• **Exercise**
Reproduce everything from the line containing "Expected output: the position of each instance of the dirt" down to the end of the records, keeping the lines without coordinates unchanged. Multiply every coordinate in the answers by 2.45 and round to whole numbers, with halves rounded up.

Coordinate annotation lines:
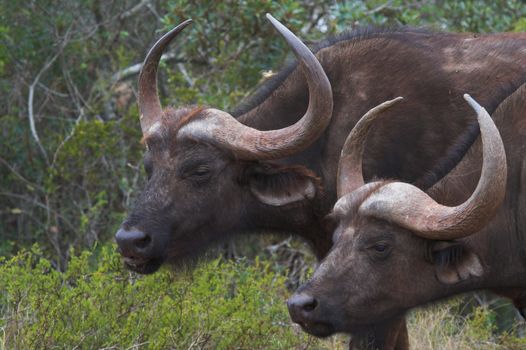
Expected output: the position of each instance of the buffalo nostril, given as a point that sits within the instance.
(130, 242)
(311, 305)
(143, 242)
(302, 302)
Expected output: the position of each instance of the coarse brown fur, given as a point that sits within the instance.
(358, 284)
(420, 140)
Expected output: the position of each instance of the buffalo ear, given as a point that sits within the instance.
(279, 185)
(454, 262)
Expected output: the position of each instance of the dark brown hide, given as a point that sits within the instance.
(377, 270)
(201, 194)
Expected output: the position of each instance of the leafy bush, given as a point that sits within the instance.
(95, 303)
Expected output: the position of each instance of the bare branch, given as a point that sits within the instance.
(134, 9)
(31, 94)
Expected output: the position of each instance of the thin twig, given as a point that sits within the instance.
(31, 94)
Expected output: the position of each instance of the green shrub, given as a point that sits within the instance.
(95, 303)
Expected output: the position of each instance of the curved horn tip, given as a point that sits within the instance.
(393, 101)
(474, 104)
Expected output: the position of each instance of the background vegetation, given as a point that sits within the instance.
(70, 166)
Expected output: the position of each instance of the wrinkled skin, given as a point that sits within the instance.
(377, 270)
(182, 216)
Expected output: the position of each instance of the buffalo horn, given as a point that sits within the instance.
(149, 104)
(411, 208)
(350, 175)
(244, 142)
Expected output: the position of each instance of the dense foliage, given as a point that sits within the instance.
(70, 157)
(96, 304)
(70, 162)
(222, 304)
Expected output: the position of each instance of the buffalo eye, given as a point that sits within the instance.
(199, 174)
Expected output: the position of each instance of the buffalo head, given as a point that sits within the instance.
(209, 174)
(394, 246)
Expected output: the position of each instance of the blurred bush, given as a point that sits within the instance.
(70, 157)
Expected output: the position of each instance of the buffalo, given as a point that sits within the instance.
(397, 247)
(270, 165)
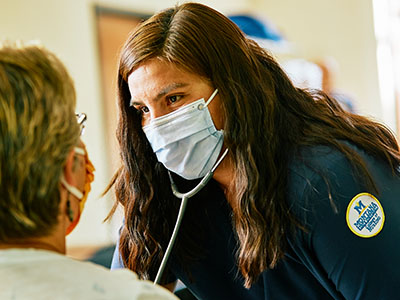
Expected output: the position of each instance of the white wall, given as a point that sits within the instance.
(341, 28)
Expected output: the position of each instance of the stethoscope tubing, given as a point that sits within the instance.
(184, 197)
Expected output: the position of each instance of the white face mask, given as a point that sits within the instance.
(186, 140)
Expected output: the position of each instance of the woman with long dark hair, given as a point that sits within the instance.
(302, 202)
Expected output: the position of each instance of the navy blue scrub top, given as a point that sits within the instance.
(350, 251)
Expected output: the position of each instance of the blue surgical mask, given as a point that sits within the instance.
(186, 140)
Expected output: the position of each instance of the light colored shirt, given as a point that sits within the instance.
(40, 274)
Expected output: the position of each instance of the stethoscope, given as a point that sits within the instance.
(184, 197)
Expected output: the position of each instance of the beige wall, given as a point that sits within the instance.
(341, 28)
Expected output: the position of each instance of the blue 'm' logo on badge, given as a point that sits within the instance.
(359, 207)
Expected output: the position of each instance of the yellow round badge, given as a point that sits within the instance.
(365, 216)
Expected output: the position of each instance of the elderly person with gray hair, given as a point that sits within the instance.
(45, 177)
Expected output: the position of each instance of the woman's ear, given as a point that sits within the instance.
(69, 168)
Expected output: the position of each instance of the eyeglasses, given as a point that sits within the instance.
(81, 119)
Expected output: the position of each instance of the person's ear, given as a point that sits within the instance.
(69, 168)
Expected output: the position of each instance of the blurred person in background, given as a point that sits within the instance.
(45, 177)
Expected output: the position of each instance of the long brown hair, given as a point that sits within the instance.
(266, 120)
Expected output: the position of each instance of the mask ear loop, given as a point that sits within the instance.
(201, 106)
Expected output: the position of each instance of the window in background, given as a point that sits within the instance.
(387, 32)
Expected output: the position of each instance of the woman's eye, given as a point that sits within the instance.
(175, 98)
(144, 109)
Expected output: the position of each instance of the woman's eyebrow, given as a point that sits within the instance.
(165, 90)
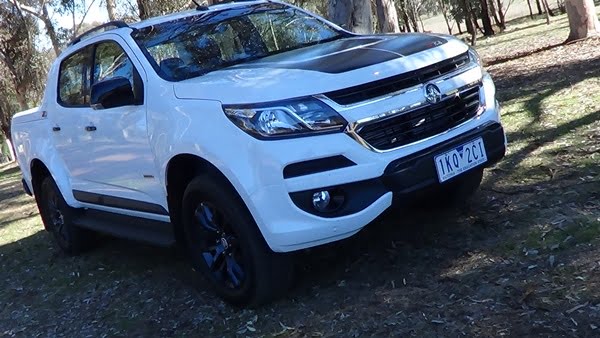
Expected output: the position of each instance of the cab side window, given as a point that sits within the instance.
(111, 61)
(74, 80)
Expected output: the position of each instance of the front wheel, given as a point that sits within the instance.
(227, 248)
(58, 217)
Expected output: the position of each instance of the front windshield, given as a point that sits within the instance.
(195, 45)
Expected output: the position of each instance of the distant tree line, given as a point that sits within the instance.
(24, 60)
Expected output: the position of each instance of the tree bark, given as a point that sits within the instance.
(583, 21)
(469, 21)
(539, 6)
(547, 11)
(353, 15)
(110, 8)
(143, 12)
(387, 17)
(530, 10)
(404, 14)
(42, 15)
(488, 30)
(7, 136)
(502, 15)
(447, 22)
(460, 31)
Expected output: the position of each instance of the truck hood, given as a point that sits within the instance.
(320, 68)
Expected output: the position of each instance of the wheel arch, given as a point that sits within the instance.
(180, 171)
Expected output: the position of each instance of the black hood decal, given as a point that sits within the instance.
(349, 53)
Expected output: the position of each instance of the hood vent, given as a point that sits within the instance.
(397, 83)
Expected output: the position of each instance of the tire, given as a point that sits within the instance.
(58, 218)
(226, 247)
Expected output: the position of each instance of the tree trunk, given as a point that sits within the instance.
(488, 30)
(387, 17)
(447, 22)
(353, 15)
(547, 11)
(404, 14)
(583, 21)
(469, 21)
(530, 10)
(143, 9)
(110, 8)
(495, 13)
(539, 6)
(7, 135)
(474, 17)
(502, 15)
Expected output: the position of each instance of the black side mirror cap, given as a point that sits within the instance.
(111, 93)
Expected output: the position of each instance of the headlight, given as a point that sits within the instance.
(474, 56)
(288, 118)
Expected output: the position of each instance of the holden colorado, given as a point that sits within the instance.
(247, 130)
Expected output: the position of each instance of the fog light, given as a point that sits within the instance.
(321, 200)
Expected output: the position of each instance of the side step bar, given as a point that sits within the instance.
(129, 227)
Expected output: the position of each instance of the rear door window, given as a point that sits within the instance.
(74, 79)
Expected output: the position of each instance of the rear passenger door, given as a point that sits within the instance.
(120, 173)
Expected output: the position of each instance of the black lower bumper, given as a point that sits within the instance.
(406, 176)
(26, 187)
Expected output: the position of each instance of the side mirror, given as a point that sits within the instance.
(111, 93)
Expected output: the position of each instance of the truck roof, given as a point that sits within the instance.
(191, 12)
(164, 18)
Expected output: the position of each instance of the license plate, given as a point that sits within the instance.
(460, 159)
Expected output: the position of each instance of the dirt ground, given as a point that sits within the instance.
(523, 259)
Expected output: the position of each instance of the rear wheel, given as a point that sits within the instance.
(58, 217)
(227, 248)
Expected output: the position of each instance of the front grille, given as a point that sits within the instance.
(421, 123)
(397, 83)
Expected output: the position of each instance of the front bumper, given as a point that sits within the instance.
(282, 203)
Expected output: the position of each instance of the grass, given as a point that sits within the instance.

• **Task response**
Expected output: the position of each instance of the dirt ground, given as a point that sits within the instance.
(1281, 635)
Expected output: the position of each instance of the rear wheel, given as a point that sits within the instance.
(142, 532)
(556, 608)
Expected output: the position of each instance of the front grille, given as a point that sits within the instance.
(1031, 301)
(973, 203)
Expected output: the position of each instance of the front bumper, given as a point that sits within the instance.
(691, 497)
Expected output: the position of each instance of the grass, given as a point that sits within the instance.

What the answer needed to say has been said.